### GOAL 1
Write out the passage on solitary confinement word for word, beginning at the words "The Batavia ICE" and stopping after "City’s correctional facilities.".
### GOAL 2
Extend the passage on solitary confinement, picking up after its final sentence.

Solitary confinement does not improve safety. It destroys the lives of people who are disproportionately represented in New York’s incarcerated population: Black and brown people, the elderly, and people with mental health conditions.

The Batavia ICE detention center ranks among the top five facilities in the country for its use of solitary confinement despite being significantly smaller than others on the list. Between 2017 and 2023, 673 detainees were placed in solitary, with confinements averaging 25 days—exceeding the 15-day threshold considered torture by the UN and New York state law.

In December 2019, we submitted a public comment to the NYC Board of Correction, reiterating that solitary confinement constitutes cruel, inhuman, or degrading treatment, and can rise to the level of torture, in violation of international human rights law and the tenets of basic human dignity. The comment was a direct response to the Board’s proposed new and amended rules concerning restrictive housing in New York City’s correctional facilities.

In 2024, we filed a federal civil rights complaint with several other organizations on behalf of detained individuals at the Buffalo Federal Detention Facility (BFDF). The statement called for an investigation into the unlawful retaliation and abuse against detainees after they participated in a peaceful hunger strike to protest conditions in the facility.

### RECORD SET

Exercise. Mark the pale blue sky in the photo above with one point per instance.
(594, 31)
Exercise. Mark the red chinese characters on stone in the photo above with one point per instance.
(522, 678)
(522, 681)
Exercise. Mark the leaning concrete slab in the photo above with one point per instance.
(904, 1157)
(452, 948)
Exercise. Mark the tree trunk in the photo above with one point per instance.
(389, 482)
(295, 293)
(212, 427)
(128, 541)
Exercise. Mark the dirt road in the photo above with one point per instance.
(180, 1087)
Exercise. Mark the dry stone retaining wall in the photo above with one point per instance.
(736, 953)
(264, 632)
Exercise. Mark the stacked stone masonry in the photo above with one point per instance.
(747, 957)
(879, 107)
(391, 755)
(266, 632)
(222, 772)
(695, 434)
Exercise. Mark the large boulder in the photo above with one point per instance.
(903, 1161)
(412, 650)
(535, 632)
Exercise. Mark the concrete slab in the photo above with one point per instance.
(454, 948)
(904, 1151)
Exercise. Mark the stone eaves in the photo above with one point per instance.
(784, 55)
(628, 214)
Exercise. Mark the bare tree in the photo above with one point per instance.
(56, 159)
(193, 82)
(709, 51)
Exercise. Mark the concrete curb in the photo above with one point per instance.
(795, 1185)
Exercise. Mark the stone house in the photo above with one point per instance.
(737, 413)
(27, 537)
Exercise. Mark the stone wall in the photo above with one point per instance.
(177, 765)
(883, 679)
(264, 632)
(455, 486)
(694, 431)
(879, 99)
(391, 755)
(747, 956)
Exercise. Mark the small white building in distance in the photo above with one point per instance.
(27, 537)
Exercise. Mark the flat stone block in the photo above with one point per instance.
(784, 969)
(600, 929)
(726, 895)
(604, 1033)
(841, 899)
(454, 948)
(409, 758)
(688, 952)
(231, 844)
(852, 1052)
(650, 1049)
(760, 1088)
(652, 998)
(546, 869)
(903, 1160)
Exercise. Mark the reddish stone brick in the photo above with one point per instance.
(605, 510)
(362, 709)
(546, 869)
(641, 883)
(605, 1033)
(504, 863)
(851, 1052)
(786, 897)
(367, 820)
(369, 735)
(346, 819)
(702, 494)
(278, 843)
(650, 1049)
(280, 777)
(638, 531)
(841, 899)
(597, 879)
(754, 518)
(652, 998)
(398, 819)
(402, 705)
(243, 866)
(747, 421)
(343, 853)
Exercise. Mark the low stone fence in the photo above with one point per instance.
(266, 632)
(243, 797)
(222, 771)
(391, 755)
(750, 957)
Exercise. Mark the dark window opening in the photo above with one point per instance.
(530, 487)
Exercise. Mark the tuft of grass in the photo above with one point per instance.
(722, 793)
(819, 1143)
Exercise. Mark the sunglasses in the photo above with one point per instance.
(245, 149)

### TASK ANSWER 1
The Batavia ICE detention center ranks among the top five facilities in the country for its use of solitary confinement despite being significantly smaller than others on the list. Between 2017 and 2023, 673 detainees were placed in solitary, with confinements averaging 25 days—exceeding the 15-day threshold considered torture by the UN and New York state law.

In December 2019, we submitted a public comment to the NYC Board of Correction, reiterating that solitary confinement constitutes cruel, inhuman, or degrading treatment, and can rise to the level of torture, in violation of international human rights law and the tenets of basic human dignity. The comment was a direct response to the Board’s proposed new and amended rules concerning restrictive housing in New York City’s correctional facilities.

### TASK ANSWER 2
California

For several years, advocates in California have sought legislative abolition of solitary confinement through the California Mandela Act, part of a nationwide push to curb widespread use of solitary confinement. Proposed legislation would prohibit the practice for pregnant women, those younger than 26, those older than 59, and people with certain disabilities or mental health disorders. For others, stretches in solitary would be limited to 15 consecutive days and 45 days in any 180-day period. Periodic check-ins and out of cell programming would be required. California’s bill builds on efforts of at least 10 other states that have limited or banned punitive segregation.

Four years ago, Daniel Tse, former legal fellow at RFK Human Rights and co-founder of the Cameroon Advocacy Network, was detained as an asylum seeker from Cameroon in five different California immigration facilities. He witnessed fellow inmates sent to solitary confinement, some for no discernible reason, and the terrible conditions at Theo Lacy Maximum Security Jail.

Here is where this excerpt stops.